Reproduce the records below in full and without edits, omitting images.

-- Material for the task start --

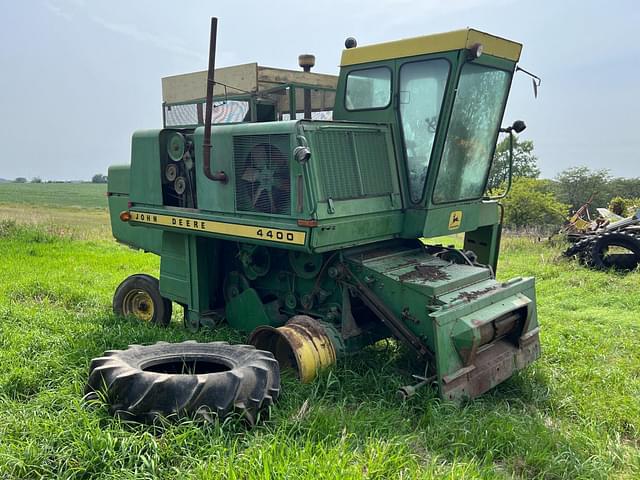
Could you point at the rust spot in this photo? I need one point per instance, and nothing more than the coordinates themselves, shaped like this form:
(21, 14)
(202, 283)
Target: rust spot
(468, 296)
(430, 273)
(378, 252)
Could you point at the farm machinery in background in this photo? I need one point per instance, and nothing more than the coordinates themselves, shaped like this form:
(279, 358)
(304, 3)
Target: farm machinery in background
(297, 217)
(609, 241)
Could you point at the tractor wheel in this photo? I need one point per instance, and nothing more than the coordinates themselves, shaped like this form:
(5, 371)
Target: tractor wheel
(579, 248)
(627, 258)
(139, 296)
(185, 380)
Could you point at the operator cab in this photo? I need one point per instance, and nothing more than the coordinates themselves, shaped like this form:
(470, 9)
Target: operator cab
(444, 96)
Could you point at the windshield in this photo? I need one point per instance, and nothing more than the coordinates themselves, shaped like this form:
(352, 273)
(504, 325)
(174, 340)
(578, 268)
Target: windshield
(422, 86)
(477, 111)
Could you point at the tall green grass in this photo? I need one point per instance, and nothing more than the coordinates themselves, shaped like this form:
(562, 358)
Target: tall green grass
(83, 195)
(573, 414)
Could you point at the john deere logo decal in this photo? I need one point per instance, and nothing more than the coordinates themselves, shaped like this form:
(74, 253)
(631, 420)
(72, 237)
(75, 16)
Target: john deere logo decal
(455, 219)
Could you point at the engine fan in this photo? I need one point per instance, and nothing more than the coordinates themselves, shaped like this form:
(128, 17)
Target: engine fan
(264, 184)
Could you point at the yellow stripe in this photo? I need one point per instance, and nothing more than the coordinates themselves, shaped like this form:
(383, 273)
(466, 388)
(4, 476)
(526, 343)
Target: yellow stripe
(291, 237)
(440, 42)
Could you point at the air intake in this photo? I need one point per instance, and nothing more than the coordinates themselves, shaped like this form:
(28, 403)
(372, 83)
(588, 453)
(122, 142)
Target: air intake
(262, 174)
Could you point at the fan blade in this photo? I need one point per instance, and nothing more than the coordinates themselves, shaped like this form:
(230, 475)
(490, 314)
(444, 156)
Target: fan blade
(250, 175)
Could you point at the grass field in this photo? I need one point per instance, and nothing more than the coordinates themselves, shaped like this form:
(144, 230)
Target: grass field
(574, 414)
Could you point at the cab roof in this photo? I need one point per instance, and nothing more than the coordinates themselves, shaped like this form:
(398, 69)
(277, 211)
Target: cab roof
(439, 42)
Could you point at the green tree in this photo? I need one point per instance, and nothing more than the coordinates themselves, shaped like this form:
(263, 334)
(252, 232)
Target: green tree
(625, 187)
(531, 204)
(525, 163)
(576, 185)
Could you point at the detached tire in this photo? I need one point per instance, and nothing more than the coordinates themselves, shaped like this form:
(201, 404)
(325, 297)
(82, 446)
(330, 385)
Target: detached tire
(139, 296)
(188, 379)
(620, 261)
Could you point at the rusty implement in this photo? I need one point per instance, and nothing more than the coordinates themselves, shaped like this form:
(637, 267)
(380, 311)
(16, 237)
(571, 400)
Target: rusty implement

-- Material for the task end --

- _Output of the exercise_
Could you point at the rust spot in this photo? I need one point per instance, and nothing more than the coordinates themselves, shaped like this form:
(21, 14)
(202, 283)
Target: rust spot
(468, 296)
(430, 273)
(378, 252)
Could you point at the farm machinery in background in this photo? I need one point per instance, and nothing more than the coordinates themselves, shaped like this form:
(279, 358)
(304, 3)
Target: farm machinery in background
(297, 217)
(609, 241)
Could you point at the tractor wheel in this photo? I need one point per instance, and nothing more than the coordinates themselves, shaped like this form:
(5, 371)
Target: tractor wheel
(579, 248)
(627, 258)
(139, 296)
(185, 380)
Could you point at the operator cab in this photo? I need one point per instance, and nothing more than the coordinates themselves, shaped like this form:
(470, 9)
Target: operator cab
(444, 96)
Could you point at the windshield in this photo? I need one point per instance, and nothing more than the coordinates themselves, shaped like this form:
(352, 273)
(504, 325)
(174, 340)
(578, 268)
Target: windshield
(422, 86)
(477, 111)
Could you point at the tall green grass in this photo? I need one point per instance, and nothing more than the coordinates themselves, shaped like this form:
(562, 358)
Target: tall green grass
(83, 195)
(573, 414)
Could you point at the john deere logo decal in this photo? I need one point per instance, and nothing more than the coordinates themselves, shaped like this form:
(74, 253)
(631, 420)
(72, 237)
(75, 16)
Target: john deere logo decal
(455, 219)
Could you point at the engine fan in this photo? I need one point per instance, and nothing more than the coordinates themselves, shaped like this form:
(128, 17)
Target: engine fan
(264, 184)
Could you point at the yellow stripe in this photo? I need one point per instance, and nothing more than the coordinates themselves, shaped like this form:
(383, 273)
(466, 388)
(4, 476)
(526, 343)
Target: yellow stripe
(291, 237)
(440, 42)
Could you point at the air intake in this photo? I need one point per instance, and nothing more than the coordinates themselves, shaped like this form:
(28, 403)
(372, 83)
(588, 453)
(122, 142)
Target: air intake
(262, 174)
Could you point at the fan blade in this photo? I need one point per instance, and nothing more than the coordinates themselves, shaped like this form:
(230, 475)
(490, 314)
(444, 156)
Target: fan blade
(250, 175)
Could you point at the grass field in this photo? I need one point per instance, and nothing more than the coordinates themselves, shaped like this form:
(144, 230)
Target: grass field
(574, 414)
Could you point at the cab roof in this photo? I need one point per instance, and nothing more than the coordinates themselves, shaped like this form:
(398, 69)
(277, 211)
Target: cab roof
(439, 42)
Could you point at the green tree in this photo? I need one point per instance, and nothing more than the coordinates themselves, shaped like this form:
(263, 334)
(252, 232)
Target: green tree
(625, 187)
(531, 204)
(525, 163)
(576, 185)
Could you point at the detached tire in this photo? I need one point per instance, and nothing more than the coordinates themselves, shaped like this form:
(201, 404)
(325, 297)
(82, 446)
(330, 385)
Target: detached tire
(139, 296)
(188, 379)
(620, 261)
Could you point at the rusty implement in this photo? I need one point per instance, and nothing more than the coordinates themselves, shaped like this form:
(637, 267)
(380, 311)
(16, 237)
(571, 400)
Target: rusty implement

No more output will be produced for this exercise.